Collection entries
________________________________________

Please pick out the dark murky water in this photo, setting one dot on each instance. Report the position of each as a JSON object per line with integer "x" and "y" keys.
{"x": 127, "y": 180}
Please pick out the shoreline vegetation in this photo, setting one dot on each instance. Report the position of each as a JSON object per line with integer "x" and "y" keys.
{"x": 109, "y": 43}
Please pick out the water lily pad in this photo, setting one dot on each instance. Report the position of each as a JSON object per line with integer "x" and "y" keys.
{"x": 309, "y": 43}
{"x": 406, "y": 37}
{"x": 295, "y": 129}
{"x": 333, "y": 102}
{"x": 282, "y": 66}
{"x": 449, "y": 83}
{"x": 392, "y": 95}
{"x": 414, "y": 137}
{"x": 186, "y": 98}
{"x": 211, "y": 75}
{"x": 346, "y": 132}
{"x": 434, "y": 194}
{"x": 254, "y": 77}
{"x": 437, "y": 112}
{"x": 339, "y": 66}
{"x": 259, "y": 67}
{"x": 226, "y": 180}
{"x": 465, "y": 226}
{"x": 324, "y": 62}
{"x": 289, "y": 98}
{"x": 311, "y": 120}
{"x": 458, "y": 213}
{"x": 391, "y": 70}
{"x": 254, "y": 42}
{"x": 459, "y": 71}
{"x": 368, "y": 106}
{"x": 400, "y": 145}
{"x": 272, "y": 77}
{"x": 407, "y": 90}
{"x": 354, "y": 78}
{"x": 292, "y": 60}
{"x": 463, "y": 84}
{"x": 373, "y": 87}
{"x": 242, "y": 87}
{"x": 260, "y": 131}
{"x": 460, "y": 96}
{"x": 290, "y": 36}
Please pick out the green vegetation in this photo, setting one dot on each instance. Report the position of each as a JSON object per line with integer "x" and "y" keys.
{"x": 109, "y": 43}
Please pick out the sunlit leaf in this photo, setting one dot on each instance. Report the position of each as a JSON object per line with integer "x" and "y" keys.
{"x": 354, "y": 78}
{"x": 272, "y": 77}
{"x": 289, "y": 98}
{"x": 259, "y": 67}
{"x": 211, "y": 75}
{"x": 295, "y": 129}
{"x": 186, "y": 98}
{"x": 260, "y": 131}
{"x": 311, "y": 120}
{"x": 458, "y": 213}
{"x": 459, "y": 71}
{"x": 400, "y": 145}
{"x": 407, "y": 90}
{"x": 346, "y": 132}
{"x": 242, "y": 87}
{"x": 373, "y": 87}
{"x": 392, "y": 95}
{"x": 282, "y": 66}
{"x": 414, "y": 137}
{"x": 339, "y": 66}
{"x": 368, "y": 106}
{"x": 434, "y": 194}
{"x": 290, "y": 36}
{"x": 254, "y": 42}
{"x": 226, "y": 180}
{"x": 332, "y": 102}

________________________________________

** TASK TO COMPLETE **
Output exactly the lines from the one containing "Please pick out the green" through the last line of the entries, both ends included.

** SOLUTION TO THIS PROBLEM **
Please pick out the green vegetation in this photo, setting one dot on each instance. Report the position of each as a JSON object per line with integer "x" and "y" keys.
{"x": 109, "y": 43}
Please pick out the sunlit leaf in this photo, setting one dot on each instance. Report the position of each as a JSON object per line with integer "x" and "y" keys.
{"x": 354, "y": 78}
{"x": 272, "y": 77}
{"x": 289, "y": 98}
{"x": 259, "y": 67}
{"x": 211, "y": 75}
{"x": 295, "y": 129}
{"x": 186, "y": 98}
{"x": 260, "y": 131}
{"x": 311, "y": 120}
{"x": 458, "y": 213}
{"x": 459, "y": 71}
{"x": 400, "y": 145}
{"x": 407, "y": 90}
{"x": 346, "y": 132}
{"x": 242, "y": 87}
{"x": 373, "y": 87}
{"x": 392, "y": 95}
{"x": 282, "y": 66}
{"x": 414, "y": 137}
{"x": 339, "y": 66}
{"x": 368, "y": 106}
{"x": 434, "y": 194}
{"x": 290, "y": 36}
{"x": 254, "y": 42}
{"x": 226, "y": 180}
{"x": 332, "y": 102}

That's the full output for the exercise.